## Assigned task
Lines from the one containing "Isolate each forest" through the final line of the entries below: reproduce them exactly, all of them and only them.

(Collected data)
++++++++++

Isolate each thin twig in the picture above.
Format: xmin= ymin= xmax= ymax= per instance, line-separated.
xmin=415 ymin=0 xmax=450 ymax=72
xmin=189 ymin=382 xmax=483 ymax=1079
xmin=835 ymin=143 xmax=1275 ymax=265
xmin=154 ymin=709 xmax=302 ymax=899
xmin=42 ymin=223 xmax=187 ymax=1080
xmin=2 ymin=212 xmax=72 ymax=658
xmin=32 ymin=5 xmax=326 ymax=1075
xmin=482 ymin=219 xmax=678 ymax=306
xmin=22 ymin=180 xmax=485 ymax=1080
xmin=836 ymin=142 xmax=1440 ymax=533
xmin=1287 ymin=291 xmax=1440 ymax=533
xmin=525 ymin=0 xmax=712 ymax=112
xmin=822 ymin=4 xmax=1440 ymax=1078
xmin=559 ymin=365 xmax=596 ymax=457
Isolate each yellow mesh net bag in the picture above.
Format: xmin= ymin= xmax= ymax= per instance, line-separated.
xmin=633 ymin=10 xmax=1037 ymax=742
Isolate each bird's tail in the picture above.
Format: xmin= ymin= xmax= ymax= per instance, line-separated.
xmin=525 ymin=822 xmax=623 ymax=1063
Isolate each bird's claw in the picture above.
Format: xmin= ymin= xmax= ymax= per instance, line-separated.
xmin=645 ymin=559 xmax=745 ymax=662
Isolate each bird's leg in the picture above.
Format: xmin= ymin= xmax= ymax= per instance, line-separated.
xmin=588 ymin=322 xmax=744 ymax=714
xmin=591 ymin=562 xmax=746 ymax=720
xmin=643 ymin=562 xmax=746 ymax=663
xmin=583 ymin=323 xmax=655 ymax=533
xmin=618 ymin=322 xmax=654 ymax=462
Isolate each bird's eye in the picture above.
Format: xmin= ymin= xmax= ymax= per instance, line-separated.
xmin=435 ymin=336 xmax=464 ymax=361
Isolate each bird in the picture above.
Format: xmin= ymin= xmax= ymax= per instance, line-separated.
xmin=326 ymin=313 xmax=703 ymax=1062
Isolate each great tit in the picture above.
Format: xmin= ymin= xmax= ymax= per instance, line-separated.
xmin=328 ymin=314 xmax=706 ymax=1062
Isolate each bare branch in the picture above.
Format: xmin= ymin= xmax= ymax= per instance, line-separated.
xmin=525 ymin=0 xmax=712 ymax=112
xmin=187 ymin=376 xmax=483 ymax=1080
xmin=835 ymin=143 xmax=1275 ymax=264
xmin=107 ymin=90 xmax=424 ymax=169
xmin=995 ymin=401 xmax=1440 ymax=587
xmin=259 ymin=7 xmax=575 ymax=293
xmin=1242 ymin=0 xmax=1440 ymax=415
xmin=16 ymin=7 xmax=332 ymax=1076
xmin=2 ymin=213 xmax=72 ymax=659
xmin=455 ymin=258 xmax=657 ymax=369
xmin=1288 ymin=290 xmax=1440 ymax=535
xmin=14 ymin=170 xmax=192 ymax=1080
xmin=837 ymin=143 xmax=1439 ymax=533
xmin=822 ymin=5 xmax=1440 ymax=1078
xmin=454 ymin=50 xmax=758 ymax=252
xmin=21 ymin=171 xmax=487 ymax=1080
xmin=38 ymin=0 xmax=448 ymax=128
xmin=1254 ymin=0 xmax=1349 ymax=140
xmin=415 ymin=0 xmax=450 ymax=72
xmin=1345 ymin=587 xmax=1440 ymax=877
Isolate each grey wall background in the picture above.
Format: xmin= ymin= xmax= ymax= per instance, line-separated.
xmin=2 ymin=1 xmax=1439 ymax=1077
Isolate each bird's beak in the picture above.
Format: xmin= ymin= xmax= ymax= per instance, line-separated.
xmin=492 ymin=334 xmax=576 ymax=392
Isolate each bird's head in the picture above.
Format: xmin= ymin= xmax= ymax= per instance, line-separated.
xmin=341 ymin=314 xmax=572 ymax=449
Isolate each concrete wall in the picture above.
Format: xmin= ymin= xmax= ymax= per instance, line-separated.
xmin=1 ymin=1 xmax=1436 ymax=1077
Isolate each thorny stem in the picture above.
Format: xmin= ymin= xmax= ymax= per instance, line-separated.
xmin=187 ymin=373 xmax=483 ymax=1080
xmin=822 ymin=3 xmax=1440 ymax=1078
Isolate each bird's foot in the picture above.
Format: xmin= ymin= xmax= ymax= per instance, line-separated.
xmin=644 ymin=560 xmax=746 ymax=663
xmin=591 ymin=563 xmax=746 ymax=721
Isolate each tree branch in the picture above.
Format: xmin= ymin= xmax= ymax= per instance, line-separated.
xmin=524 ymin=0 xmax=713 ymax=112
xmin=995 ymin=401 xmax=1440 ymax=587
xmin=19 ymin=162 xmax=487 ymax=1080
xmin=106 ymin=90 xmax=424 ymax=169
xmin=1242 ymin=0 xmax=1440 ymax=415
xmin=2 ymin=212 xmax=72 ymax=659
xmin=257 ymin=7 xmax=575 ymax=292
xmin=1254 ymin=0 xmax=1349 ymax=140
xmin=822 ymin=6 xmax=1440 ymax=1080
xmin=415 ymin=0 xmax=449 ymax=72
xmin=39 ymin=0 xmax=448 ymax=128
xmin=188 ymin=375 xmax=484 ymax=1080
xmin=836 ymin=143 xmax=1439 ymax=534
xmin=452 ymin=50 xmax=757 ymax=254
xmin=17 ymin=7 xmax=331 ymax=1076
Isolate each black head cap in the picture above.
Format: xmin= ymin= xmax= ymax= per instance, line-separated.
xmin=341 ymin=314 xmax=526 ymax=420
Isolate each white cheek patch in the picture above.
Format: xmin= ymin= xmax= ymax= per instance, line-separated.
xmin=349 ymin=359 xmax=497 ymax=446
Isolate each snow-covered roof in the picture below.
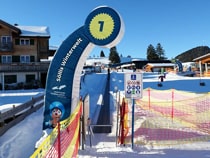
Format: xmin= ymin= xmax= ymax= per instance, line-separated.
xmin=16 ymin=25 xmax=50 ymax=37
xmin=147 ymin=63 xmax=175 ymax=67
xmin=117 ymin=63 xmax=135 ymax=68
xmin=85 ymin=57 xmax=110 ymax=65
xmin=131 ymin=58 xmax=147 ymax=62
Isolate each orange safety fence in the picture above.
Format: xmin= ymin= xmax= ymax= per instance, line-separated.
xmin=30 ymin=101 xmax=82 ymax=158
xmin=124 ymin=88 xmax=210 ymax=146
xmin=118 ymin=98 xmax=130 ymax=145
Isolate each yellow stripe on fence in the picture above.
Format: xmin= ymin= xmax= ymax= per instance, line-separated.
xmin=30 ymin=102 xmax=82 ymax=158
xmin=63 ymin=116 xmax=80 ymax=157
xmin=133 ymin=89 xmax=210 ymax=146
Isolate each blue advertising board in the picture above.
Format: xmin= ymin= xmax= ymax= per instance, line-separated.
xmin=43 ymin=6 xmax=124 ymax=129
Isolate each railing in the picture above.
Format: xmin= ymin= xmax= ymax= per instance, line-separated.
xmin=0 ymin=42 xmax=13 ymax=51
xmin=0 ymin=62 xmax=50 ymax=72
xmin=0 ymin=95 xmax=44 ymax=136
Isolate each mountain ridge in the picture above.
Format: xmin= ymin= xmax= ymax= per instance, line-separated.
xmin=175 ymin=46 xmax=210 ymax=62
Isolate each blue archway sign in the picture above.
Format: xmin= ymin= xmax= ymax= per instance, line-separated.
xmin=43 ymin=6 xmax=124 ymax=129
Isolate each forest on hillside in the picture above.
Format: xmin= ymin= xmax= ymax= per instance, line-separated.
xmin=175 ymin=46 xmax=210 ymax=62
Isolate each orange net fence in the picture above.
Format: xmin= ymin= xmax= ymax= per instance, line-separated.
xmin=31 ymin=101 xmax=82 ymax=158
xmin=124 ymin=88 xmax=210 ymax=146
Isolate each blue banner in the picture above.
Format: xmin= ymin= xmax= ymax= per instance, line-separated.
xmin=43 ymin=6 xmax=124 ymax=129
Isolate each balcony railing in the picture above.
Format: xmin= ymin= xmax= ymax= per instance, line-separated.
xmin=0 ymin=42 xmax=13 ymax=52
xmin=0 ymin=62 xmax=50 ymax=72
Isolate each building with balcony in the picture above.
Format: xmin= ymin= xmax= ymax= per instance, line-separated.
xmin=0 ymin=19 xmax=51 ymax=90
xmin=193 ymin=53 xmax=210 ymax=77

++++++++++

## Result for this exercise
Isolate each forest on hillside in the picture above.
Format: xmin= ymin= xmax= ymax= per instance, line-separated.
xmin=175 ymin=46 xmax=210 ymax=62
Isolate each orange net fence in the picture above.
Format: xmin= ymin= xmax= ymax= per instance, line-separated.
xmin=31 ymin=101 xmax=82 ymax=158
xmin=124 ymin=88 xmax=210 ymax=146
Isolate each blue banner in the picture above.
Format: xmin= ymin= xmax= ymax= per instance, line-separated.
xmin=43 ymin=6 xmax=124 ymax=129
Isolate each balcony railing in the picture above.
Format: xmin= ymin= xmax= ymax= per instance, line-separated.
xmin=0 ymin=42 xmax=13 ymax=52
xmin=0 ymin=62 xmax=50 ymax=72
Isolate each building with balcony in the picture above.
Format: xmin= ymin= xmax= ymax= per instance, line-separated.
xmin=0 ymin=19 xmax=51 ymax=90
xmin=193 ymin=53 xmax=210 ymax=77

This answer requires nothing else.